*TASK INSTRUCTIONS*: Go through the listing below and output exactly the line with "label the mown grass, a point per instance.", the line with "label the tree canopy, a point per instance.", and each line between; omit the rest.

*PROVIDED ENTRIES*:
┄┄┄┄┄┄
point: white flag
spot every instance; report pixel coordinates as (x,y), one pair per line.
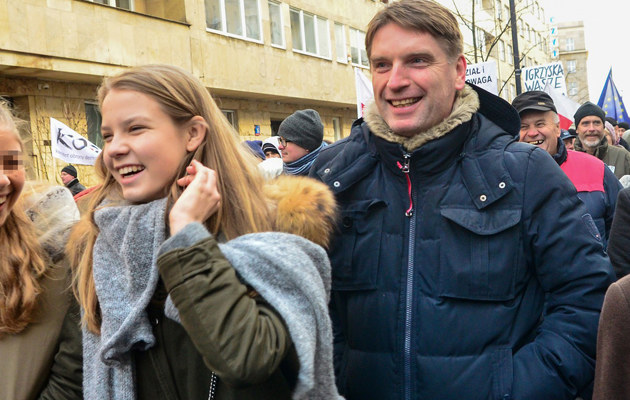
┄┄┄┄┄┄
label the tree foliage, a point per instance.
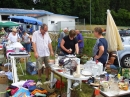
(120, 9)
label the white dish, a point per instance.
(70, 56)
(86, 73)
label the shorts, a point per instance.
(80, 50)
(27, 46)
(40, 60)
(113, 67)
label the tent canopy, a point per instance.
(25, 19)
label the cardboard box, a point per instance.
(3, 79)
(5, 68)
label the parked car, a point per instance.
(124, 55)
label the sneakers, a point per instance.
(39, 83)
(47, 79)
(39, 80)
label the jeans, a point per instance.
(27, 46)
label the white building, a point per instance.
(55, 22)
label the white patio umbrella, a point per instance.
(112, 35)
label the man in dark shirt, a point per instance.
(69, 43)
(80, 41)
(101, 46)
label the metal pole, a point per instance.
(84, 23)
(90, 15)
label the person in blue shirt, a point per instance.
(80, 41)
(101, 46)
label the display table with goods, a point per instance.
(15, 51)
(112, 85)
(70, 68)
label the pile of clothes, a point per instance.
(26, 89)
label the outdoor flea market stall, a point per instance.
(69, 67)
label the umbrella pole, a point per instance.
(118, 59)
┄┄┄┄┄┄
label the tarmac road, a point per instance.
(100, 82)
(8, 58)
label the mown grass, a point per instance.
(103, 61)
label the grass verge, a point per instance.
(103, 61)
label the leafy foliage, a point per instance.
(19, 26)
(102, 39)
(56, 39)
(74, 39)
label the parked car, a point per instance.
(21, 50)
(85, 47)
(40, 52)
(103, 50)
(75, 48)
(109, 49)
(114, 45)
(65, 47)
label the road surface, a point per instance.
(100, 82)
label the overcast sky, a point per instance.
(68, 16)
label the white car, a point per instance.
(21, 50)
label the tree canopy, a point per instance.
┄┄┄┄┄┄
*OUTPUT FOR THIS TASK*:
label the mown grass, a point per instance.
(103, 61)
label the grass verge, a point per instance.
(103, 61)
label the leafy foliage, a point per instance.
(19, 26)
(102, 39)
(56, 39)
(74, 39)
label the parked car, a point per instance.
(21, 50)
(85, 47)
(40, 52)
(103, 50)
(75, 48)
(109, 49)
(114, 45)
(65, 47)
label the road surface, a point per instance.
(100, 82)
label the overcast sky, a point per instance.
(68, 16)
label the white car, a point per instance.
(21, 50)
label the tree canopy, a point per instance.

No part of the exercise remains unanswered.